** Extracted material **
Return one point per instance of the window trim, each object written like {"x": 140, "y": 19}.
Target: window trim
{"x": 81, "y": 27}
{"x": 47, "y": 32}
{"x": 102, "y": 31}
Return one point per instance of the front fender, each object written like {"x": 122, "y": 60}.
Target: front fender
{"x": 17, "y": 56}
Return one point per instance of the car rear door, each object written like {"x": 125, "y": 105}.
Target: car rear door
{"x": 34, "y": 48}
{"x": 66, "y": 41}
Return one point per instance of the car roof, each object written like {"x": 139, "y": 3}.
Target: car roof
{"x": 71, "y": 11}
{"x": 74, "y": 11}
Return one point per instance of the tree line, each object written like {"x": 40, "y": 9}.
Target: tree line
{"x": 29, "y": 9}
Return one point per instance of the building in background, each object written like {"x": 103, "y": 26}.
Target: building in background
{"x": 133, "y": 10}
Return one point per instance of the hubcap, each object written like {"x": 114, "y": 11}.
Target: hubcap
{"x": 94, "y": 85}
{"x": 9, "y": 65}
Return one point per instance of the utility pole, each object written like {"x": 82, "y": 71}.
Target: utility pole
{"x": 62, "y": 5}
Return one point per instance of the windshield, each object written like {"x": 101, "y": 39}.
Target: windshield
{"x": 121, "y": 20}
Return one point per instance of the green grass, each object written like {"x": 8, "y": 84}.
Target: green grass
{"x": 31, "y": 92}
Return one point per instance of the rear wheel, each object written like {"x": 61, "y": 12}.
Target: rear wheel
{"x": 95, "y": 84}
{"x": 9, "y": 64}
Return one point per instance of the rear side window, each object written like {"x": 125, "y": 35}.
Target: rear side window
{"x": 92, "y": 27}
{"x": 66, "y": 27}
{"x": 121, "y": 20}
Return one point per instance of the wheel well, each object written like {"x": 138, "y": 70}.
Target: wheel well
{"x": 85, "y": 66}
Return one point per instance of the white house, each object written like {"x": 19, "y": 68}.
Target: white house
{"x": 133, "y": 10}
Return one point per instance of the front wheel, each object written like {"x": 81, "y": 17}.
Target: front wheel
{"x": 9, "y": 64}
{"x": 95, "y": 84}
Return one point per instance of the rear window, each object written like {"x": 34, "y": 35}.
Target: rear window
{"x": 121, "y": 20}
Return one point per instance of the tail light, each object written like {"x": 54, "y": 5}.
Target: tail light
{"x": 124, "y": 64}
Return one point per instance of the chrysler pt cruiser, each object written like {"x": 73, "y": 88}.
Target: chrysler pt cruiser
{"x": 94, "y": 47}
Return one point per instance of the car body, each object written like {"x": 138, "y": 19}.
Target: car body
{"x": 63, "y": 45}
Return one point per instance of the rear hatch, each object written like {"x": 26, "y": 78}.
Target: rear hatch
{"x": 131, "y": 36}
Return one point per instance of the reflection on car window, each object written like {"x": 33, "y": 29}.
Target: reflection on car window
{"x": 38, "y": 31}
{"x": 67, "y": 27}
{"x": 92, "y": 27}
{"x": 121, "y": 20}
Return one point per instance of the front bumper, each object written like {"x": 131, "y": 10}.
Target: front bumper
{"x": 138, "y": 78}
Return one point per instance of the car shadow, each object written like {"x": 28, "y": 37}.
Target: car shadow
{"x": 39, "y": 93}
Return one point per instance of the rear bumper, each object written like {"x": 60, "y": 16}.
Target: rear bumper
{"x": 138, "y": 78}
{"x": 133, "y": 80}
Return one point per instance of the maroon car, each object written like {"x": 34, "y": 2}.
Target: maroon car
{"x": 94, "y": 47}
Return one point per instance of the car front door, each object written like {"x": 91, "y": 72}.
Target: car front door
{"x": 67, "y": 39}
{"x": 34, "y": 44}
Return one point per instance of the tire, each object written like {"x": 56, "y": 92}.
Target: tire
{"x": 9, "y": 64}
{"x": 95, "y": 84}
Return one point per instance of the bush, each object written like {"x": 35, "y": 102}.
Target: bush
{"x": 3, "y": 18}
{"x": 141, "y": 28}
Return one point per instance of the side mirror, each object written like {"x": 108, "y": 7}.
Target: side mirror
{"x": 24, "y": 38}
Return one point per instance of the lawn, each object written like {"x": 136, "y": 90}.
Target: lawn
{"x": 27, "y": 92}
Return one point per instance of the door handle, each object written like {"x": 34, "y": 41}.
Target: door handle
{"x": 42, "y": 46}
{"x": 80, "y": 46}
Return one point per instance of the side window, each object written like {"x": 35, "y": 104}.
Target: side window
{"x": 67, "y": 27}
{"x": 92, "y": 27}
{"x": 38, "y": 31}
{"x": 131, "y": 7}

** What to produce **
Copy out the full material exactly as it appears.

** Written answer **
Return one point per instance of the window trim, each object written like {"x": 140, "y": 19}.
Target: window trim
{"x": 81, "y": 27}
{"x": 47, "y": 32}
{"x": 102, "y": 31}
Return one point per instance of the front fender, each object written like {"x": 122, "y": 60}.
Target: front fender
{"x": 17, "y": 56}
Return one point per instance of the car rear door, each object written like {"x": 125, "y": 105}.
Target: car rear door
{"x": 34, "y": 48}
{"x": 66, "y": 41}
Return one point per instance of the car roof, each object written like {"x": 139, "y": 3}.
Target: car roof
{"x": 71, "y": 11}
{"x": 74, "y": 11}
Return one point per instance of the tree line, each object written like {"x": 40, "y": 9}.
Target: tree line
{"x": 29, "y": 9}
Return one point per instance of the building in background, each object written like {"x": 103, "y": 26}.
Target: building in background
{"x": 133, "y": 10}
Return one point per instance of the hubcap, each object written like {"x": 114, "y": 11}.
Target: hubcap
{"x": 94, "y": 85}
{"x": 9, "y": 65}
Return one point per instance of the utility pole, each object written like {"x": 82, "y": 71}.
Target: utility pole
{"x": 62, "y": 5}
Return one point per instance of the windshield, each object written like {"x": 101, "y": 39}.
Target: windshield
{"x": 121, "y": 20}
Return one point per instance of the green grass, each object written like {"x": 8, "y": 84}.
Target: green grass
{"x": 31, "y": 92}
Return one point per instance of the rear wheel, each object written like {"x": 61, "y": 12}.
Target: rear wheel
{"x": 95, "y": 84}
{"x": 9, "y": 64}
Return one point per instance of the rear side window, each object written like {"x": 125, "y": 35}.
Target: rear side window
{"x": 92, "y": 27}
{"x": 66, "y": 27}
{"x": 121, "y": 20}
Return one point per instance of the wheel well, each object written like {"x": 138, "y": 70}.
Target: wheel well
{"x": 85, "y": 66}
Return one point per instance of the white house, each object written like {"x": 19, "y": 68}.
Target: white house
{"x": 133, "y": 10}
Return one point per instance of the front wheel, each object written like {"x": 81, "y": 17}.
Target: front wheel
{"x": 9, "y": 64}
{"x": 95, "y": 84}
Return one point per instance of the rear window, each object written like {"x": 34, "y": 35}.
Target: rear window
{"x": 121, "y": 20}
Return one point per instance of the tail light, each object written like {"x": 54, "y": 5}.
Target: tail light
{"x": 124, "y": 64}
Return one point per instance of the chrysler pt cruiser, each object written like {"x": 73, "y": 88}.
Target: chrysler pt cruiser
{"x": 94, "y": 47}
Return one point per instance of the car body, each object written like {"x": 138, "y": 19}.
Target: car body
{"x": 63, "y": 45}
Return one point per instance of the rear hatch, each object written like {"x": 26, "y": 78}.
Target: rear hatch
{"x": 131, "y": 36}
Return one point per instance of the reflection on car window, each object written like {"x": 33, "y": 29}.
Target: reflection on car window
{"x": 38, "y": 31}
{"x": 67, "y": 27}
{"x": 92, "y": 27}
{"x": 121, "y": 20}
Return one point per instance of the front bumper, each object written like {"x": 131, "y": 10}.
Target: front bumper
{"x": 138, "y": 78}
Return one point per instance of the car shadow, each object written like {"x": 28, "y": 37}.
Target: car shadow
{"x": 39, "y": 93}
Return one point per instance of the rear bumper, each object written like {"x": 60, "y": 16}.
Target: rear bumper
{"x": 138, "y": 78}
{"x": 133, "y": 80}
Return one point per instance of the maroon car, each object written like {"x": 34, "y": 2}.
Target: maroon car
{"x": 94, "y": 47}
Return one point per instance of the car front door, each object written like {"x": 91, "y": 72}.
Target: car front door
{"x": 67, "y": 39}
{"x": 34, "y": 44}
Return one point per instance of the tire, each object written like {"x": 56, "y": 92}.
Target: tire
{"x": 9, "y": 64}
{"x": 95, "y": 84}
Return one point per instance of the bush, each object written like {"x": 35, "y": 102}.
Target: bush
{"x": 3, "y": 18}
{"x": 141, "y": 28}
Return one point per instance of the side mirror, each object written like {"x": 108, "y": 7}.
Target: side mirror
{"x": 24, "y": 38}
Return one point per instance of the lawn, each object written like {"x": 136, "y": 90}.
Target: lawn
{"x": 27, "y": 92}
Return one point per instance of the door handle, each object written like {"x": 34, "y": 41}.
Target: door handle
{"x": 42, "y": 46}
{"x": 80, "y": 46}
Return one point per instance of the side window, each object written like {"x": 35, "y": 104}.
Target: side window
{"x": 67, "y": 27}
{"x": 92, "y": 27}
{"x": 38, "y": 31}
{"x": 131, "y": 7}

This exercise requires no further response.